* **Brief**:
Write out the crate training thread again, starting with "We tell her" and going on through "they would wee.", and replace "walk" with "stroll".

* **Source**:

━━━━━━━━━━━━━━━━

# CRATE TRAINING



## KatyBob (Mar 24, 2015)

Hi. We have a lovely little Vizsla pup who is 16 weeks but we have some questions and concerns about house-training. Overnight we crate her and she is a dream, hardly ever complains, goes to bed willingly and we get her up and out for a wee in the morning largely without incident. 

We tell her to 'be quick' outside and she's brilliant at that too. But that doesn't stop her weeing in the house - the other day we had just come back from a walk in which she had done 4 or 5 little wees and she still went inside within 10 minutes. And then another day she weed in her crate shortly after a walk - with the door open, so there was zero reason for her to do it - and what surprised us is that we thought their beds would be the last place they would wee.

During the day, we confine her to an area - used to be the kitchen and she's never weed there - and then we moved it to the lounge area so she was closer to us and she's never weed there. But we are a bit lost as to where we go now with trying to encourage her not to wee elsewhere in the house. 

We know to take her out after food/water and play but even then we are caught out. We live in a flat which may complicate things but we preempt her weeing and take her out all the time and she does know to go outside when we ask her so we don't think that's really the issue.

Thanks


----------



## toadnmeme (Jun 7, 2014)

I know it's a pain and inconvient, but maybe go back to setting a timer for every 15-30 minutes, outside on leash, reward for potty. We noticed we had to do that after we my older one (I thought) had gotten the hang of it, then we needed to kind of go back to the basics. Also, are you sure you are cleaning the accident spots well and not with ammonia based products? Are there any triggers? My older one used to "sprinkle" when he got too excited, played hard, or we used a high pitched excited voice. Make sure to search the forum for potty training tips in the puppy section, lots of good info!


----------



## Canadian Expy (Feb 27, 2013)

For the next while I would limit the areas that your girl has access to when you are at home, never leave her unsupervised as you may miss a chance to get her outside. It sounds like she is already housetrained in your kitchen and lounge, since she knows not to wee there. I would pick another room you want her to get familiar with and spend time in there with her. If she squats to pee, pick her up and get her outside right away so she knows not to wee in there. As she conquers each room, you can then move onto the next one. It may be a case of allowing her too much space, too soon. I always ease young/new pups into the house, and they need to earn their passes into new rooms/floors of the home. Leash her to you if it will help you catch her in the act. If she starts to sniff the ground, get her outside just to be on the safe side. 

Also, as mentioned, make sure you are cleaning the pee areas really well. If she is going back to the same spots to wee in the house, the scent has not been erased. 

Good luck


----------

━━━━━━━━━━━━━━━━

* **Rows**:
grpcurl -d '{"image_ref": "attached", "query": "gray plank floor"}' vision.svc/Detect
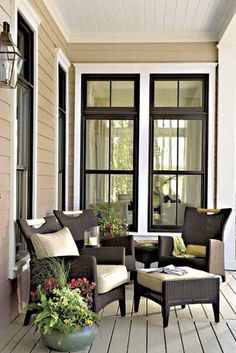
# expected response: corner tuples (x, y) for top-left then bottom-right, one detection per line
(0, 272), (236, 353)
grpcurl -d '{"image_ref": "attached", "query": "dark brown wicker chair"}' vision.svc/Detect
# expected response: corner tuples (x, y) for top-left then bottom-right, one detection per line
(53, 209), (136, 279)
(159, 207), (232, 281)
(17, 215), (126, 325)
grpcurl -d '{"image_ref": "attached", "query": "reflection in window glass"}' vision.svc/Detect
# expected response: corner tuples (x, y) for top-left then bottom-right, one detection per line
(87, 81), (110, 107)
(154, 81), (178, 107)
(153, 175), (176, 225)
(110, 175), (133, 224)
(179, 120), (202, 170)
(85, 174), (109, 207)
(179, 80), (202, 107)
(153, 120), (177, 170)
(111, 81), (134, 107)
(85, 120), (109, 170)
(111, 120), (134, 170)
(178, 175), (201, 224)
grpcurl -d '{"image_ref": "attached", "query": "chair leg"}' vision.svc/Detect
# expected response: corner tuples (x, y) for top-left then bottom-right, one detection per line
(24, 310), (32, 326)
(161, 304), (170, 327)
(221, 275), (226, 282)
(119, 299), (126, 317)
(130, 271), (137, 281)
(134, 294), (140, 313)
(212, 302), (220, 322)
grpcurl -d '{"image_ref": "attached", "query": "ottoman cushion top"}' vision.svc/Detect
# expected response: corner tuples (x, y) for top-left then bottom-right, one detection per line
(137, 267), (216, 293)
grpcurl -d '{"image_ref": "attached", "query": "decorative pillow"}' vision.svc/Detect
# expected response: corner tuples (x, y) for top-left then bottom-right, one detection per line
(31, 227), (79, 259)
(186, 244), (206, 257)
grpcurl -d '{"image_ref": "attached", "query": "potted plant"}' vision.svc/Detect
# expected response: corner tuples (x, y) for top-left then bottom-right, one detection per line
(29, 258), (100, 352)
(91, 203), (128, 241)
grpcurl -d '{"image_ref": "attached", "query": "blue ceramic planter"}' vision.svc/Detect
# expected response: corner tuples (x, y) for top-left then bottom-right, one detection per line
(42, 325), (97, 352)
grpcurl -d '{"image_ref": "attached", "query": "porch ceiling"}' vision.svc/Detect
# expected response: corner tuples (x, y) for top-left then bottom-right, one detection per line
(44, 0), (236, 43)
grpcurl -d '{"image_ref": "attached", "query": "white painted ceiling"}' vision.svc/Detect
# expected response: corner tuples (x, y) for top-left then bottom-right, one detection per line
(44, 0), (236, 43)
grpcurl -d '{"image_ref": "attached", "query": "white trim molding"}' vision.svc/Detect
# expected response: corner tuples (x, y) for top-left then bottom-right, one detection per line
(74, 63), (216, 237)
(9, 0), (41, 279)
(55, 48), (71, 210)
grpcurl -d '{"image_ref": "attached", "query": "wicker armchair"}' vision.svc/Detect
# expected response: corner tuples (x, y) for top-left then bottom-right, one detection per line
(53, 209), (136, 279)
(17, 216), (126, 325)
(159, 207), (232, 281)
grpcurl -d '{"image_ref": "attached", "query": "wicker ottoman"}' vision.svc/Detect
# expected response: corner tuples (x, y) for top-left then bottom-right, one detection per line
(134, 267), (220, 327)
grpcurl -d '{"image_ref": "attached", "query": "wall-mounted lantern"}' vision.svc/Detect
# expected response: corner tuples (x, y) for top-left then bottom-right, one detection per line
(0, 22), (24, 88)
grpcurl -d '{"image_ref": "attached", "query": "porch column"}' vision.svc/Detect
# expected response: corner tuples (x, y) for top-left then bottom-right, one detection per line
(217, 44), (236, 269)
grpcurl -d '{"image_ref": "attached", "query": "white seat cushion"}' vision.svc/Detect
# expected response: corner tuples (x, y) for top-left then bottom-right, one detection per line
(97, 265), (128, 294)
(31, 227), (79, 259)
(137, 267), (216, 293)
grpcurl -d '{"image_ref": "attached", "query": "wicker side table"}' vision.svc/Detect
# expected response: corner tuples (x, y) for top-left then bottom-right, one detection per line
(134, 244), (158, 268)
(134, 267), (220, 327)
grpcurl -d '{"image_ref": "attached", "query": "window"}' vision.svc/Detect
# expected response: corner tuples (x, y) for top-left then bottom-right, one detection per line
(81, 75), (139, 230)
(58, 65), (66, 210)
(149, 75), (208, 231)
(16, 14), (34, 256)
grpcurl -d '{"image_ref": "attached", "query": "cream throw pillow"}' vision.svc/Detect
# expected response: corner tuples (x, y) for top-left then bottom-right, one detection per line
(31, 227), (79, 259)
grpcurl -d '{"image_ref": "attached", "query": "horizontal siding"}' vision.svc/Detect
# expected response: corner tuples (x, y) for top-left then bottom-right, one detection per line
(68, 43), (217, 63)
(27, 0), (67, 217)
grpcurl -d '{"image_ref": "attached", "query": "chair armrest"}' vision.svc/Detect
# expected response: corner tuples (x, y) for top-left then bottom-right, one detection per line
(158, 236), (173, 258)
(80, 247), (125, 265)
(30, 256), (97, 290)
(101, 234), (134, 256)
(207, 239), (225, 276)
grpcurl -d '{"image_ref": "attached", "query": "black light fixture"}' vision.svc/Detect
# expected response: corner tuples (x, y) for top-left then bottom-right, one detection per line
(0, 22), (24, 88)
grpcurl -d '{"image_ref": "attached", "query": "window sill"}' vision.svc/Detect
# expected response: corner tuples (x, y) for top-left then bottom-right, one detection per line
(10, 251), (30, 279)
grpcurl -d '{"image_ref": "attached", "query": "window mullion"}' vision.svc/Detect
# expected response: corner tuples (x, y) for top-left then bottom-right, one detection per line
(108, 120), (112, 203)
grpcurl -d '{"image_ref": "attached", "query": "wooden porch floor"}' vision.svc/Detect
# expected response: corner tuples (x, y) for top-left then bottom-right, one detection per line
(0, 272), (236, 353)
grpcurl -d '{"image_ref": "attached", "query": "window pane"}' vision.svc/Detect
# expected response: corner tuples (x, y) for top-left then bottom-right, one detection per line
(179, 120), (202, 170)
(85, 120), (109, 170)
(87, 81), (110, 107)
(85, 174), (109, 207)
(111, 120), (134, 170)
(178, 175), (201, 224)
(111, 175), (133, 224)
(111, 81), (134, 107)
(179, 81), (202, 107)
(153, 120), (177, 170)
(153, 175), (176, 225)
(154, 81), (178, 107)
(58, 111), (66, 172)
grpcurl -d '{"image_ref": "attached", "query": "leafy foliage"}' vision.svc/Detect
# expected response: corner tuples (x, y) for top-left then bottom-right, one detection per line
(29, 285), (99, 334)
(28, 259), (100, 335)
(91, 203), (128, 240)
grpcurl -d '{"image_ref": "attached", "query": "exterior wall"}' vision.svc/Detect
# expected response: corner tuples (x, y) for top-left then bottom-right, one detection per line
(0, 0), (17, 325)
(0, 0), (67, 327)
(68, 43), (217, 63)
(68, 66), (75, 210)
(31, 0), (67, 217)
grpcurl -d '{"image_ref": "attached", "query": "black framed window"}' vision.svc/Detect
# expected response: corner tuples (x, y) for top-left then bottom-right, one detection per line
(148, 75), (208, 231)
(16, 13), (34, 256)
(81, 75), (139, 230)
(58, 65), (66, 210)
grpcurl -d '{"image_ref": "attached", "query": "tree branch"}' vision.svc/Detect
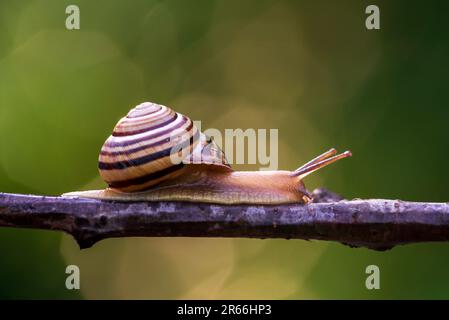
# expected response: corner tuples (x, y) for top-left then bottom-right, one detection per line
(0, 189), (449, 250)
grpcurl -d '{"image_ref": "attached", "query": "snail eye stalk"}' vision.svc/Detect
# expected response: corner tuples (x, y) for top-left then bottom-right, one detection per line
(290, 149), (352, 179)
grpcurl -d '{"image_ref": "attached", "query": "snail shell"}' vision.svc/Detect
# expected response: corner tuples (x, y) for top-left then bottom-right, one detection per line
(64, 102), (351, 204)
(98, 102), (232, 192)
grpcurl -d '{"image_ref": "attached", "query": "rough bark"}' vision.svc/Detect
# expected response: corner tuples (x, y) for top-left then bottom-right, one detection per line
(0, 189), (449, 250)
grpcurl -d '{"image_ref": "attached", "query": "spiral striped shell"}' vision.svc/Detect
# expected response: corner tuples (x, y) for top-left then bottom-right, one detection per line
(98, 102), (232, 192)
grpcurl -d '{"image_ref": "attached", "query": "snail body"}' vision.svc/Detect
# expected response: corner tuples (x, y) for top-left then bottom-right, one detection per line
(64, 102), (351, 204)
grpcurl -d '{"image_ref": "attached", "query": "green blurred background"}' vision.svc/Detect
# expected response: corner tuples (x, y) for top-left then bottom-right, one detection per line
(0, 0), (449, 299)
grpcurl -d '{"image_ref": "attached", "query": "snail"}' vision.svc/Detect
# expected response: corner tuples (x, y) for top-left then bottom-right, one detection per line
(64, 102), (351, 204)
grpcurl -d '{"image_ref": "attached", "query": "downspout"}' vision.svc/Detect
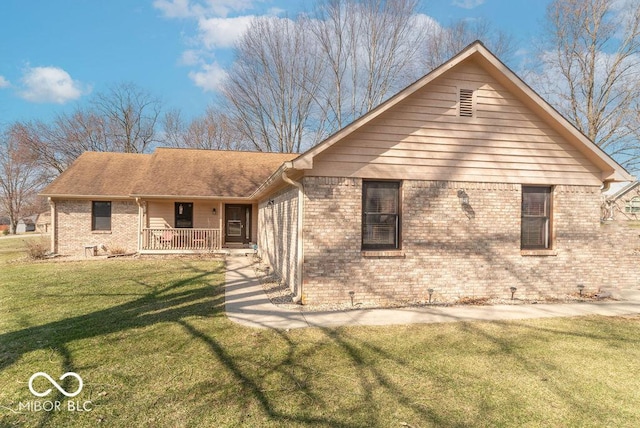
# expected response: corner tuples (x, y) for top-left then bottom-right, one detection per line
(136, 198), (144, 252)
(282, 166), (305, 304)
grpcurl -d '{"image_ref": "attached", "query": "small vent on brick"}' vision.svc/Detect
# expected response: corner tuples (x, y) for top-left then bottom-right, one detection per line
(459, 89), (473, 117)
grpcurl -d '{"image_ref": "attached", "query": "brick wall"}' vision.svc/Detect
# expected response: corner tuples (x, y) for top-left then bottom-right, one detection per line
(258, 187), (298, 293)
(303, 177), (638, 304)
(54, 200), (138, 256)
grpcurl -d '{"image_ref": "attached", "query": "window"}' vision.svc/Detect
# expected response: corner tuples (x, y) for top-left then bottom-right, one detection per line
(362, 181), (400, 250)
(521, 186), (551, 250)
(624, 196), (640, 213)
(175, 202), (193, 228)
(458, 89), (473, 117)
(91, 201), (111, 230)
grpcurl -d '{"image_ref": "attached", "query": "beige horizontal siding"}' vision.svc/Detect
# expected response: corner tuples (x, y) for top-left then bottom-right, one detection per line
(306, 61), (601, 185)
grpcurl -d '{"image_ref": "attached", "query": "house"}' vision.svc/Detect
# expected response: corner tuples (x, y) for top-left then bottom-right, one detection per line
(44, 42), (638, 304)
(16, 214), (38, 233)
(36, 211), (51, 233)
(603, 181), (640, 221)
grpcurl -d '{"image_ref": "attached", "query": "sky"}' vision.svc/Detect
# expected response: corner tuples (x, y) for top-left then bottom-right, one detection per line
(0, 0), (549, 127)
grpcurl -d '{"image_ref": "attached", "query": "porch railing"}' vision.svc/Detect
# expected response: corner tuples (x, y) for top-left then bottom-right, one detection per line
(142, 228), (221, 251)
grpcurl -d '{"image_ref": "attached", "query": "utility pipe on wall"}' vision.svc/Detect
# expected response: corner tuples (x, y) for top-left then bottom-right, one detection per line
(282, 166), (304, 304)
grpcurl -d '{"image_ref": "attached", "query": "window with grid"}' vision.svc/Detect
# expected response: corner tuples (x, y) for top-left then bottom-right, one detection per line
(91, 201), (111, 230)
(362, 181), (400, 250)
(521, 186), (551, 250)
(624, 196), (640, 213)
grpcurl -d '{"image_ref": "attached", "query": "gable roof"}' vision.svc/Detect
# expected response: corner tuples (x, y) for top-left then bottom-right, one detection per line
(41, 148), (298, 198)
(285, 41), (634, 182)
(40, 152), (151, 198)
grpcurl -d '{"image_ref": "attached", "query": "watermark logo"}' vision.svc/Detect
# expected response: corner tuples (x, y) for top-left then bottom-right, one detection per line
(6, 372), (93, 413)
(29, 372), (83, 398)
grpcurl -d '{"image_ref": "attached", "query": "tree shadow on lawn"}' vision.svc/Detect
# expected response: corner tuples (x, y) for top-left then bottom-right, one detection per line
(0, 260), (628, 427)
(0, 260), (224, 371)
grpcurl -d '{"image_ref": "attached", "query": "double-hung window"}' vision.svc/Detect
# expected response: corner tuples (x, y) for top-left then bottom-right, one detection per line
(521, 186), (552, 250)
(362, 181), (400, 250)
(91, 201), (111, 230)
(624, 196), (640, 214)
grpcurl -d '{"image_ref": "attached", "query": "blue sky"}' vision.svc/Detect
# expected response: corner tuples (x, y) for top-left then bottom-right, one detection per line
(0, 0), (548, 126)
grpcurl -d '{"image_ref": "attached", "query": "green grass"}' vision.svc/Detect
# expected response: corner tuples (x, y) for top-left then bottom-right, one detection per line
(0, 241), (640, 427)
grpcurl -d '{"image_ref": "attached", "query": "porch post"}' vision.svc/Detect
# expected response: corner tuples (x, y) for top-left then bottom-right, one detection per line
(136, 198), (144, 252)
(218, 201), (224, 250)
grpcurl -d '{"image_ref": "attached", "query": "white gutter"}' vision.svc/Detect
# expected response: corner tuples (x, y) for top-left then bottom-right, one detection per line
(136, 198), (145, 252)
(282, 162), (304, 304)
(47, 197), (58, 254)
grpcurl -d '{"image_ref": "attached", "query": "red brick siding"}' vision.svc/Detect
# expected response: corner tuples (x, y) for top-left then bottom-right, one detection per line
(258, 188), (298, 293)
(54, 200), (138, 256)
(303, 177), (637, 304)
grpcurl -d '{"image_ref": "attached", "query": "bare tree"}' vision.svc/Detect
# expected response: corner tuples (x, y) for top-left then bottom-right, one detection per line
(0, 126), (43, 234)
(92, 83), (161, 153)
(535, 0), (640, 170)
(222, 18), (324, 152)
(423, 19), (515, 70)
(162, 107), (244, 150)
(309, 0), (429, 131)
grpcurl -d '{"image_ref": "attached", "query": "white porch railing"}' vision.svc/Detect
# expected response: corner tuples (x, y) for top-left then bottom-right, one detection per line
(141, 228), (222, 252)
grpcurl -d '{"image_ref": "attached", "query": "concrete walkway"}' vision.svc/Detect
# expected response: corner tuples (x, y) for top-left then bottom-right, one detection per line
(225, 256), (640, 329)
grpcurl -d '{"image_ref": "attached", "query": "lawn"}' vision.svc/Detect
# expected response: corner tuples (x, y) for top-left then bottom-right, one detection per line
(0, 240), (640, 427)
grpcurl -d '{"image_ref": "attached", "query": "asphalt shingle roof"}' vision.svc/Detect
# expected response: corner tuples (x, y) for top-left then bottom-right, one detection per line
(41, 148), (298, 198)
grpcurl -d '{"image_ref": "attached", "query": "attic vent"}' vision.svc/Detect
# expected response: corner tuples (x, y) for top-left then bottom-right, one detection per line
(459, 89), (473, 117)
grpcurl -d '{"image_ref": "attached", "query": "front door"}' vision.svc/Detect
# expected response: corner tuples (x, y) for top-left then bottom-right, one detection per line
(224, 205), (251, 244)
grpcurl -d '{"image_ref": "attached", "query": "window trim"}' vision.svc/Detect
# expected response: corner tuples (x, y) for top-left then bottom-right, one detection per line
(173, 202), (195, 229)
(520, 185), (555, 251)
(360, 180), (402, 251)
(456, 86), (478, 119)
(91, 201), (113, 232)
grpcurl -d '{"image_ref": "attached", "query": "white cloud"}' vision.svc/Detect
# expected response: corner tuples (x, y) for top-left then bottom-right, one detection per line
(189, 62), (227, 92)
(153, 0), (256, 19)
(451, 0), (484, 9)
(20, 67), (90, 104)
(178, 49), (201, 66)
(153, 0), (192, 18)
(198, 15), (255, 49)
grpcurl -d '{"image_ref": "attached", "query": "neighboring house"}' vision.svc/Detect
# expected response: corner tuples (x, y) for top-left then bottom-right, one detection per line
(603, 181), (640, 221)
(0, 217), (11, 233)
(43, 42), (638, 304)
(36, 211), (51, 233)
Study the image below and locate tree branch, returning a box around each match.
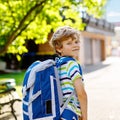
[0,0,47,54]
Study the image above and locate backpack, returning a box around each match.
[22,58,79,120]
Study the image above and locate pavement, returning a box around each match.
[84,56,120,120]
[0,56,120,120]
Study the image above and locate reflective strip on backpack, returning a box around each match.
[50,76,56,117]
[23,110,29,116]
[28,90,41,105]
[33,116,54,120]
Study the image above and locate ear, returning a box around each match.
[56,47,62,53]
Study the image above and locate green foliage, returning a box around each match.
[0,0,106,54]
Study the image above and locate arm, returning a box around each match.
[74,78,87,120]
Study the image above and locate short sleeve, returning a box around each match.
[67,60,82,82]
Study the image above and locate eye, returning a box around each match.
[67,41,72,45]
[75,40,80,43]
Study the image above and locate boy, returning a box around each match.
[50,26,87,120]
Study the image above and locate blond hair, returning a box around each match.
[50,26,80,54]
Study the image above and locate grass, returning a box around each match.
[0,70,25,97]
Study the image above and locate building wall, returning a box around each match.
[38,31,110,65]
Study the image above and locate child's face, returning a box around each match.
[58,34,80,59]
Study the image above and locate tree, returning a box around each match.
[0,0,106,55]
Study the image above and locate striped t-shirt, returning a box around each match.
[58,57,82,115]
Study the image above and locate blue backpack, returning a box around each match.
[22,58,83,120]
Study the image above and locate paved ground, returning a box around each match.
[0,57,120,120]
[84,57,120,120]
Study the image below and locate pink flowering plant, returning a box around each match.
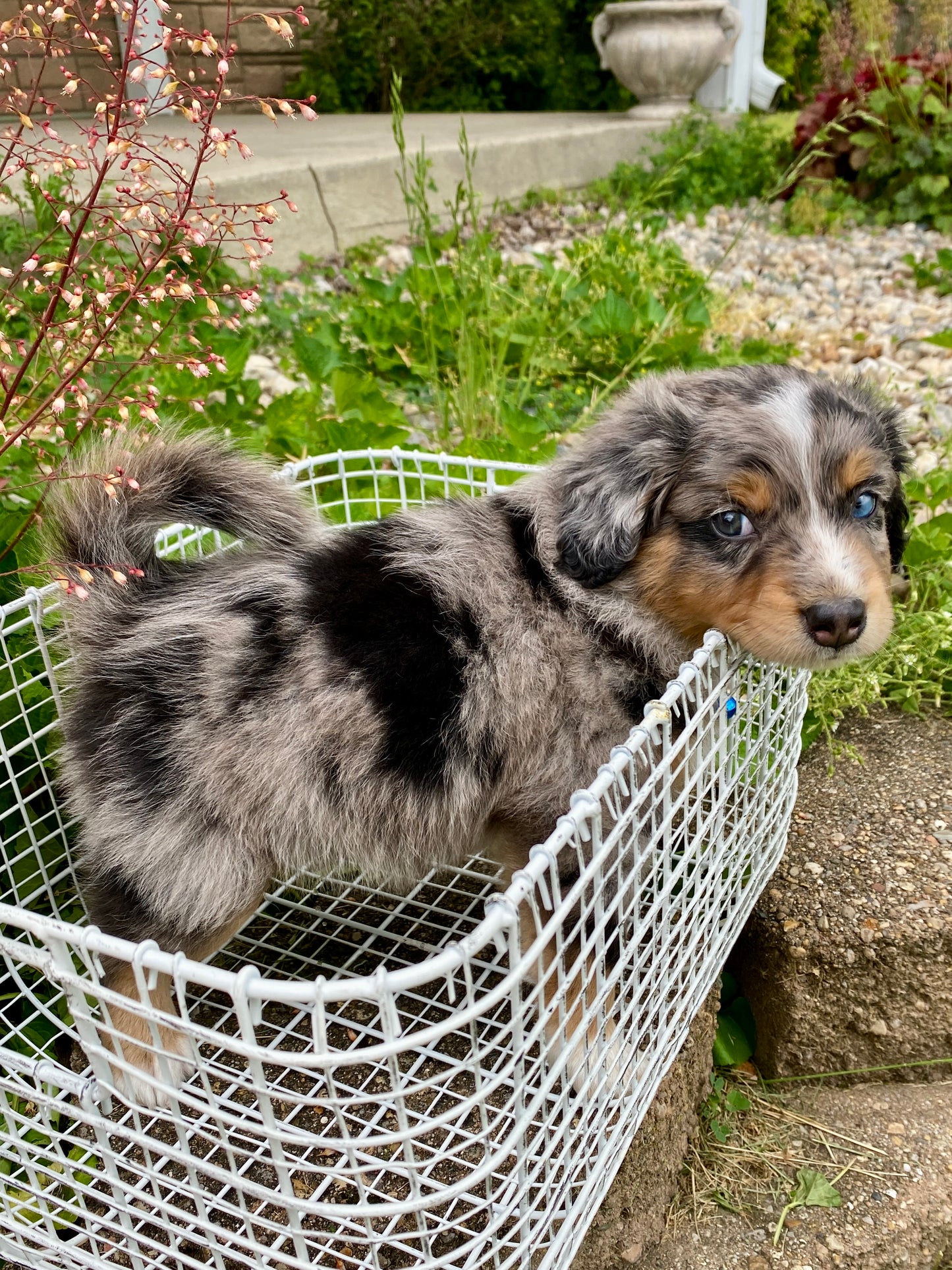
[0,0,316,593]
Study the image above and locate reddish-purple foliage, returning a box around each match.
[788,52,952,193]
[0,0,316,576]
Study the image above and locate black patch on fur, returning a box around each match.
[615,679,661,722]
[503,507,567,611]
[66,633,206,810]
[885,485,909,569]
[229,592,297,710]
[302,521,482,792]
[80,865,165,948]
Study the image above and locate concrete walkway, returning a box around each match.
[210,112,680,270]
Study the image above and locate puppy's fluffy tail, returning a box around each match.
[45,434,314,574]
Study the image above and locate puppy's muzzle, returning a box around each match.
[804,596,866,649]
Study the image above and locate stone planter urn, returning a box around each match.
[592,0,741,119]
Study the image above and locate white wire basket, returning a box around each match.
[0,449,807,1270]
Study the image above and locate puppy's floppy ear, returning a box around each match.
[883,480,909,569]
[878,391,912,569]
[556,426,679,588]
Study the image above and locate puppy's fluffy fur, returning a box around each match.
[52,367,907,1101]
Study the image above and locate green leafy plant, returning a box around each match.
[701,1072,750,1143]
[296,0,633,112]
[714,970,756,1067]
[590,111,793,219]
[903,246,952,293]
[764,0,830,109]
[793,53,952,231]
[773,1169,845,1247]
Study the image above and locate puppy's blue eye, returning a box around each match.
[852,494,876,521]
[711,508,754,538]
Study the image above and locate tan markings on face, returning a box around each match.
[727,471,778,515]
[837,446,880,494]
[632,530,892,667]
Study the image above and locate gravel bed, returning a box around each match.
[493,203,952,471]
[254,202,952,473]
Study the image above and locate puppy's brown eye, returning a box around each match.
[711,508,754,538]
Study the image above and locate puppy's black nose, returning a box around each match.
[804,596,866,648]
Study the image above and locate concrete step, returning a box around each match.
[730,710,952,1081]
[199,111,680,270]
[637,1082,952,1270]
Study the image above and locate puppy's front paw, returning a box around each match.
[115,1027,196,1110]
[109,1010,196,1110]
[566,1024,648,1099]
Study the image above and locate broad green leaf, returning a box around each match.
[714,1015,754,1067]
[787,1169,843,1208]
[581,291,634,338]
[725,996,756,1051]
[294,326,341,384]
[773,1169,843,1247]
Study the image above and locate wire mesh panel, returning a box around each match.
[0,451,806,1270]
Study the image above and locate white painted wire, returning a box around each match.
[0,449,807,1270]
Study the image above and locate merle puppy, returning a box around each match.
[51,366,907,1104]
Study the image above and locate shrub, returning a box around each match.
[195,98,786,472]
[292,0,633,112]
[764,0,830,109]
[592,111,792,217]
[793,53,952,231]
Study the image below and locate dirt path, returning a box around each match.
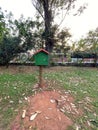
[11,91,80,130]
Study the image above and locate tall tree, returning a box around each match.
[32,0,85,52]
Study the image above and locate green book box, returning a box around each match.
[34,49,49,66]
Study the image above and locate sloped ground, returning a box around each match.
[11,90,81,130]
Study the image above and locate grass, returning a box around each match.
[0,70,36,129]
[0,67,98,130]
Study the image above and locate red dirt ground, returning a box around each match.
[11,90,81,130]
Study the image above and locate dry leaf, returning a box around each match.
[22,110,26,119]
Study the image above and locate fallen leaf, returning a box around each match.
[22,110,26,119]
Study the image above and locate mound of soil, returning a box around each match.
[11,91,80,130]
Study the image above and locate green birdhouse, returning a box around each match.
[34,49,49,66]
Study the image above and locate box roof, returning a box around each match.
[34,49,49,55]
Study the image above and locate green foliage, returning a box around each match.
[0,37,21,65]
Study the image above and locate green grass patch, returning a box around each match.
[0,73,36,130]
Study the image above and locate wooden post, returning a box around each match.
[39,65,43,88]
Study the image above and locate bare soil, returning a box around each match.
[11,90,81,130]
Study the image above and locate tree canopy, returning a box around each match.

━━━━━━━━━━━━━━━━

* **Worked solution**:
We tell her to 'be quick' outside and she's brilliant at that too. But that doesn't stop her weeing in the house - the other day we had just come back from a stroll in which she had done 4 or 5 little wees and she still went inside within 10 minutes. And then another day she weed in her crate shortly after a stroll - with the door open, so there was zero reason for her to do it - and what surprised us is that we thought their beds would be the last place they would wee.